**任务要求 1:** 数一数下面的条目里有多少行含有字符串"item"，区分大小写，只写出这个数字。

╭─ 给定文本

Request of read current index

func (s *EtcdServer) requestCurrentIndex(leaderChangedNotifier <-chan struct{}, requestId uint64) (uint64, error) {
   err := s.sendReadIndex(requestId)
   if err != nil {
      return 0, err
   }

   lg := s.Logger()
   errorTimer := time.NewTimer(s.Cfg.ReqTimeout())
   defer errorTimer.Stop()
   retryTimer := time.NewTimer(readIndexRetryTime)
   defer retryTimer.Stop()

   firstCommitInTermNotifier := s.FirstCommitInTermNotify()

   for {
      select {
      case rs := <-s.r.readStateC:
         requestIdBytes := uint64ToBigEndianBytes(requestId)
         gotOwnResponse := bytes.Equal(rs.RequestCtx, requestIdBytes)
         if !gotOwnResponse {
            // a previous request might time out. now we should ignore the response of it and
            // continue waiting for the response of the current requests.
            responseId := uint64(0)
            if len(rs.RequestCtx) == 8 {
               responseId = binary.BigEndian.Uint64(rs.RequestCtx)
            }
            lg.Warn(
               "ignored out-of-date read index response; local node read indexes queueing up and waiting to be in sync with leader",
               zap.Uint64("sent-request-id", requestId),
               zap.Uint64("received-request-id", responseId),
            )
            slowReadIndex.Inc()
            continue
         }
         return rs.Index, nil
      case <-leaderChangedNotifier:
         readIndexFailed.Inc()
         // return a retryable error.
         return 0, ErrLeaderChanged
      case <-firstCommitInTermNotifier:
         firstCommitInTermNotifier = s.FirstCommitInTermNotify()
         lg.Info("first commit in current term: resending ReadIndex request")
         err := s.sendReadIndex(requestId)
         if err != nil {
            return 0, err
         }
         retryTimer.Reset(readIndexRetryTime)
         continue
      case <-retryTimer.C:
         lg.Warn(
            "waiting for ReadIndex response took too long, retrying",
            zap.Uint64("sent-request-id", requestId),
            zap.Duration("retry-timeout", readIndexRetryTime),
         )

╰─

**任务要求 2:** 接着上面这段 etcd 请求当前读索引的代码，从它停下的地方往下续写。

╭─ 输入条目

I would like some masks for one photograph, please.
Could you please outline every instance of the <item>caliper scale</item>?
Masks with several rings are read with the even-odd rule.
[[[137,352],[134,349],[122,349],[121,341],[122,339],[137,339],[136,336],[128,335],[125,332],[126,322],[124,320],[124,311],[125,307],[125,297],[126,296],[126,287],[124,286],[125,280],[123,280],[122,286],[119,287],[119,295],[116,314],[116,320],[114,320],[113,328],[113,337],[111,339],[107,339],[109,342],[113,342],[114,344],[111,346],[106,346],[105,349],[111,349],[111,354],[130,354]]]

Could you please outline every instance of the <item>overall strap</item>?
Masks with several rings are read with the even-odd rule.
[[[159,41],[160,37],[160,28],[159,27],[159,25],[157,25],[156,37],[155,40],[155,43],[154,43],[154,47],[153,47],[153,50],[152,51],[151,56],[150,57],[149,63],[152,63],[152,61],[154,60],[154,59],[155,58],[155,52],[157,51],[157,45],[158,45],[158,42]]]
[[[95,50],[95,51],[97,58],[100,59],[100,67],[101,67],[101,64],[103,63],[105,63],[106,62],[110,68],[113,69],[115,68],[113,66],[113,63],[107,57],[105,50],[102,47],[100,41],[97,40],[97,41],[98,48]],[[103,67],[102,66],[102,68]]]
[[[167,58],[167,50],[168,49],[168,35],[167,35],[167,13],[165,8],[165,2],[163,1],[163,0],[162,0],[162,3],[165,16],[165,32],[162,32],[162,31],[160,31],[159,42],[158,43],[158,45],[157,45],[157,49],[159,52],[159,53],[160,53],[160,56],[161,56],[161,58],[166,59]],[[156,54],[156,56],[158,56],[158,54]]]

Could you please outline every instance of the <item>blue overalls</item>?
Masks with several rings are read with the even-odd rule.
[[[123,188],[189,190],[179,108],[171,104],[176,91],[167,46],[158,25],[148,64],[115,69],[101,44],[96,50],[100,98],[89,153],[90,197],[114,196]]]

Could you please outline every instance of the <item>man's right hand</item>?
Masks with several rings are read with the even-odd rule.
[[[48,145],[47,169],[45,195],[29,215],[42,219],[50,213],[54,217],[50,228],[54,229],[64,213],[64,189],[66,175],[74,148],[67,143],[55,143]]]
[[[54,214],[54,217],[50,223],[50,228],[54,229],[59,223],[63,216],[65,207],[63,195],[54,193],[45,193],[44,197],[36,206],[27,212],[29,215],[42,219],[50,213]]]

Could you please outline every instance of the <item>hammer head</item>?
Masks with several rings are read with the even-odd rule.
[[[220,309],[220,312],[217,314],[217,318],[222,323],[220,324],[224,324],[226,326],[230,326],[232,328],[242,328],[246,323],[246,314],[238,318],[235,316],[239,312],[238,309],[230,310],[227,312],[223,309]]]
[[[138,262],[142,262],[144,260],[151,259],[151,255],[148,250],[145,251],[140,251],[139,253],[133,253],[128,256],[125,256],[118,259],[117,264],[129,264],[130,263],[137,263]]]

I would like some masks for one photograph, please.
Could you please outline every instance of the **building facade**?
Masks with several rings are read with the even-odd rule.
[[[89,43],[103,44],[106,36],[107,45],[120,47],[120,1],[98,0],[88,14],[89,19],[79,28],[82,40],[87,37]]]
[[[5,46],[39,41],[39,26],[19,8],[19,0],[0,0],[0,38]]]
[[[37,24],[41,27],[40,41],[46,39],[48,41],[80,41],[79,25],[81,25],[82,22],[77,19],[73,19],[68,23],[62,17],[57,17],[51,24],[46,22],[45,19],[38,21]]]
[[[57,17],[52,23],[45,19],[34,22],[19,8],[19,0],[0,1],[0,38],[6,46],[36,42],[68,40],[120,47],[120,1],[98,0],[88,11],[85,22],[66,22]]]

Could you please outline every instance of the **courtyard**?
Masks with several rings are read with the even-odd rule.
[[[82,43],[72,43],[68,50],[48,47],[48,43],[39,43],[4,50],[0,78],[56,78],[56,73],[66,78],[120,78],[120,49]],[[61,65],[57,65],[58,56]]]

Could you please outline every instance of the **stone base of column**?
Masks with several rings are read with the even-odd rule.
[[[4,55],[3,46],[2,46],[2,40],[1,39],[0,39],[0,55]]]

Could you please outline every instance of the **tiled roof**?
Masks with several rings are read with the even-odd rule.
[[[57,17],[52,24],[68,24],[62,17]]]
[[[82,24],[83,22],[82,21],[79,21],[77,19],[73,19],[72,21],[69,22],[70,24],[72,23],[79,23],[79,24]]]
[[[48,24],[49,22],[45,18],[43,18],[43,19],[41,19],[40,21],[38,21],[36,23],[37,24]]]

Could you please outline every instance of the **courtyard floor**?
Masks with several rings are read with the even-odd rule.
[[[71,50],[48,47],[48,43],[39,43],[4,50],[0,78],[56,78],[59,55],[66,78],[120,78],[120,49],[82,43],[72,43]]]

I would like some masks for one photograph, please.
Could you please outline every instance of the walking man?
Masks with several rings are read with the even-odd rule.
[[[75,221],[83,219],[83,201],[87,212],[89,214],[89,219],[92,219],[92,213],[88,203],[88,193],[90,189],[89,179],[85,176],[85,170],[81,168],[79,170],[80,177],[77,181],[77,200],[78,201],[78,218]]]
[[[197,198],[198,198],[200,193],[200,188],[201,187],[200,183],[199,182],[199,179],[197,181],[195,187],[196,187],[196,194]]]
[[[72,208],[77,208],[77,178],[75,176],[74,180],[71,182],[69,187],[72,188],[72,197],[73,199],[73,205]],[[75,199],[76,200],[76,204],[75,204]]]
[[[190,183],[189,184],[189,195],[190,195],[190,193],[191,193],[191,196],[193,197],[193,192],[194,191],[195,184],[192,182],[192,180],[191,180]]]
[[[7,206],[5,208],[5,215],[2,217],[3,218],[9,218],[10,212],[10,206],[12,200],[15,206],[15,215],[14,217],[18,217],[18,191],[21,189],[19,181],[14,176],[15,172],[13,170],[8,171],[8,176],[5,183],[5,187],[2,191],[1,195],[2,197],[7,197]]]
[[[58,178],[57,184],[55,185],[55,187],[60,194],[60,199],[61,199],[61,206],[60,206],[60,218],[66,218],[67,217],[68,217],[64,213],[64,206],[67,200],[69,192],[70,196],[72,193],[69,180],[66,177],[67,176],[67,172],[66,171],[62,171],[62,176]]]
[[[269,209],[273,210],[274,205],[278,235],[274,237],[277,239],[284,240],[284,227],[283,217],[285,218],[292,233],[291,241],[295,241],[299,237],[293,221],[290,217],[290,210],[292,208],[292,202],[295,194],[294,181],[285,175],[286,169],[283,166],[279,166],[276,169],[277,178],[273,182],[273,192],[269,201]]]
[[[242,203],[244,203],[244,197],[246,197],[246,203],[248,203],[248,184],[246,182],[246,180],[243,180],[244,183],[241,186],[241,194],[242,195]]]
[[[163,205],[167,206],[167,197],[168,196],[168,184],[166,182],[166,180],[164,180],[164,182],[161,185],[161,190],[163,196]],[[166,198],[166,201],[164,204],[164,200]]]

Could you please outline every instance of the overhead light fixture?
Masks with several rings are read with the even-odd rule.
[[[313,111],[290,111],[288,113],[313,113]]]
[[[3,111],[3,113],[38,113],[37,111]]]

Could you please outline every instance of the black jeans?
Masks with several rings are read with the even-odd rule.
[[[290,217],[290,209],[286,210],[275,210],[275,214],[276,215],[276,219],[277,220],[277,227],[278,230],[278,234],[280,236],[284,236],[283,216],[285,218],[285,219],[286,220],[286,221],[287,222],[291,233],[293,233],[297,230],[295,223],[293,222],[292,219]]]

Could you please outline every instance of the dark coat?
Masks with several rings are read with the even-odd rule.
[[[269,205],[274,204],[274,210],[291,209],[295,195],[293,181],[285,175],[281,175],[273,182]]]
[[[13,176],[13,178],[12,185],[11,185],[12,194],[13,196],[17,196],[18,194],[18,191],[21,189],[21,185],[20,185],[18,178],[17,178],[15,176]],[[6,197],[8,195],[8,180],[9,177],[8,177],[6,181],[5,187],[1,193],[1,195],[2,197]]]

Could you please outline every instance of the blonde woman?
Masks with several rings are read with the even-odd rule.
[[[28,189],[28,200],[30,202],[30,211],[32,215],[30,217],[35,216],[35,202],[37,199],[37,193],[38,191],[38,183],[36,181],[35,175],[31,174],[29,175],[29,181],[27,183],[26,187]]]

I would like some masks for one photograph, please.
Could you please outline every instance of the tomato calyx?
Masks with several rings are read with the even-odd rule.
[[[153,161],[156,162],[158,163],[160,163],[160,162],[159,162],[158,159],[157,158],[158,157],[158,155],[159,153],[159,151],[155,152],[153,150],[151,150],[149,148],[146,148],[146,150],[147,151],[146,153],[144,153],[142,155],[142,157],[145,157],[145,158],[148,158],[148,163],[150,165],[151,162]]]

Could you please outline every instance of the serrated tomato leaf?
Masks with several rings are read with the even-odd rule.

╰─

**参考答案 1:** 5

**参考答案 2:**
         err := s.sendReadIndex(requestId)
         if err != nil {
            return 0, err
         }
         retryTimer.Reset(readIndexRetryTime)
         continue
      case <-errorTimer.C:
         lg.Warn(
            "timed out waiting for read index response (local node might have slow network)",
            zap.Duration("timeout", s.Cfg.ReqTimeout()),
         )
         slowReadIndex.Inc()
         return 0, ErrTimeout
      case <-s.stopping:
         return 0, ErrStopped
      }
   }
}

s.sendReadIndex(requestId)，包裹requestId，將消息向raft模塊傳遞

func (n *node) ReadIndex(ctx context.Context, rctx []byte) error {
   return n.step(ctx, pb.Message{Type: pb.MsgReadIndex, Entries: []pb.Entry{{Data: rctx}}})
}

會將消息下放到raft模塊中stepFunc來處理

如果是follower，會發送至leader

case pb.MsgReadIndex:
   if r.lead == None {
      r.logger.Infof("%x no leader at term %d; dropping index reading msg", r.id, r.Term)
      return nil
   }
   m.To = r.lead
   r.send(m)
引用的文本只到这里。